### Instruction A:
In the records, from the first line up to and including the line with "[934,27,1035,65]", change every "turtle" to "tortoise" and write those lines out again with everything else unchanged.

Mr Midnight (US title: Mr. Midnight) is a children's horror fiction book series written by Jim Aitchison under the pseudonym of James Lee. The series is published by Angsana Books, Flame Of The Forest Publishing. There are currently 130 books in the series, including 27 Special Edition titles, with more being written and released around every two to four months. It has been translated into Burmese, Malay, Indonesian, simplified Chinese, and traditional Chinese.

Each book in the series contains two stories. The first book was titled Madman's Mansion and The Monster In Mahima's Mirror.

James Lee's books are very popular among young children and preteens and have been regarded as "Asia's answer to Harry Potter".

In 2020, the series hit a milestone when it released Mr Midnight #100 — the 100th title in the series excluding Special Editions.

Author 
James Lee is the author of the series. He has been writing since 1998.

Books 
The latest book in the Mr Midnight book series is Mr Midnight #103. It contains two story, My Ghost Positioning System and Vampires, Vampires, Vampires!.

### Instruction B:
List every language that the text on the Mr Midnight series names as one the series has been translated into.

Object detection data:
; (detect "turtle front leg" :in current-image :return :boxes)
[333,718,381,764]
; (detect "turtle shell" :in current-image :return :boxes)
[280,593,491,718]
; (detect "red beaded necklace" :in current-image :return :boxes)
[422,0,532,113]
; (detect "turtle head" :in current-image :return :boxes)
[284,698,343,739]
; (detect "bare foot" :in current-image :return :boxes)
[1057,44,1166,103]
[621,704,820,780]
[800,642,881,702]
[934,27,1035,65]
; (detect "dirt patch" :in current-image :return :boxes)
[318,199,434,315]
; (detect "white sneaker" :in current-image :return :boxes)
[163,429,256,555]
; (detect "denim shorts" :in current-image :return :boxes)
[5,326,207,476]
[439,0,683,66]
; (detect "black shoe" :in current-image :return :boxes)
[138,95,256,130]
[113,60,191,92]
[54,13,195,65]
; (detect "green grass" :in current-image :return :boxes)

### Final answer A:
; (detect "tortoise front leg" :in current-image :return :boxes)
[333,718,381,764]
; (detect "tortoise shell" :in current-image :return :boxes)
[280,593,491,718]
; (detect "red beaded necklace" :in current-image :return :boxes)
[422,0,532,113]
; (detect "tortoise head" :in current-image :return :boxes)
[284,698,343,739]
; (detect "bare foot" :in current-image :return :boxes)
[1057,44,1166,103]
[621,704,820,780]
[800,642,881,702]
[934,27,1035,65]

### Final answer B:
Burmese, Malay, Indonesian, simplified Chinese, traditional Chinese